**Information shown**:
— Begin —

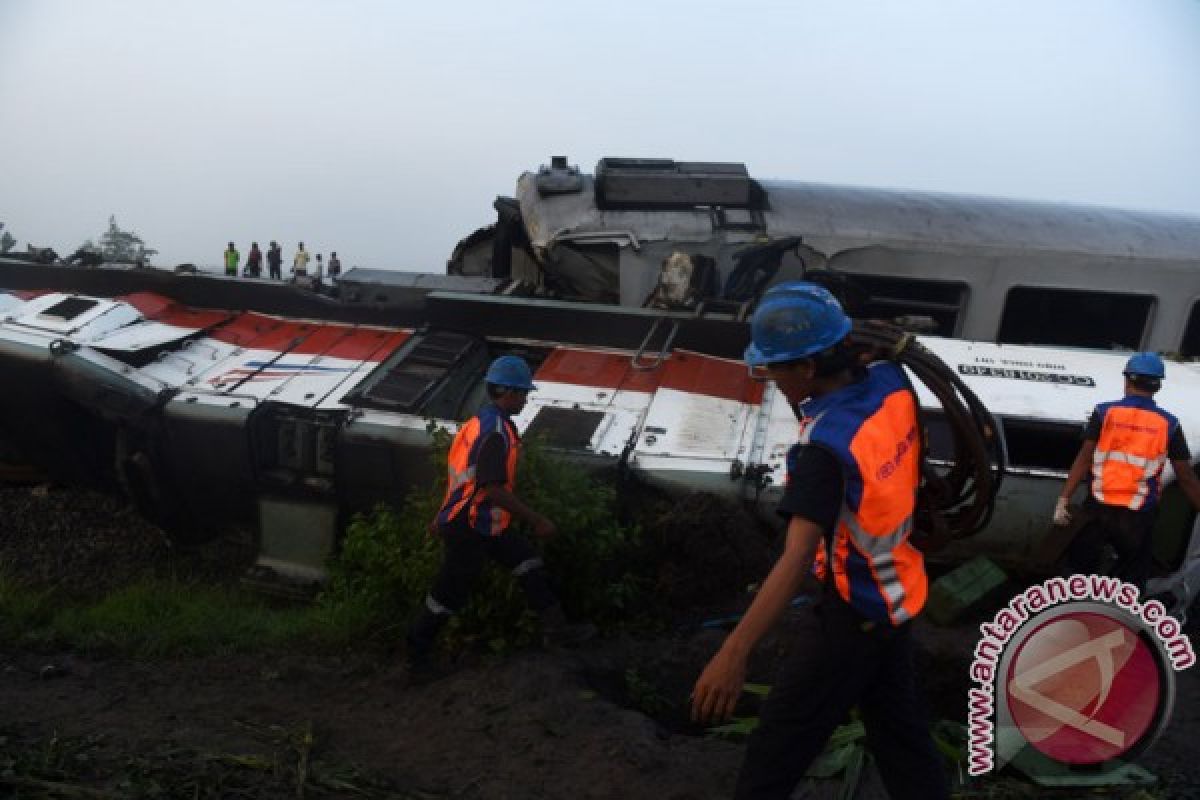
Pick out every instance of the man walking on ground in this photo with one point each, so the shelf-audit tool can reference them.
(1126, 444)
(275, 260)
(300, 263)
(475, 515)
(255, 260)
(850, 499)
(232, 257)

— End —

**Given exercise**:
Copy the lines above word for word, leaving out the pictures.

**Exercise result**:
Pick out every instance of the man walking on ground in this photo with one point each, so the shelf-audit tool can reference them.
(1126, 444)
(275, 260)
(300, 263)
(475, 515)
(255, 260)
(850, 499)
(232, 257)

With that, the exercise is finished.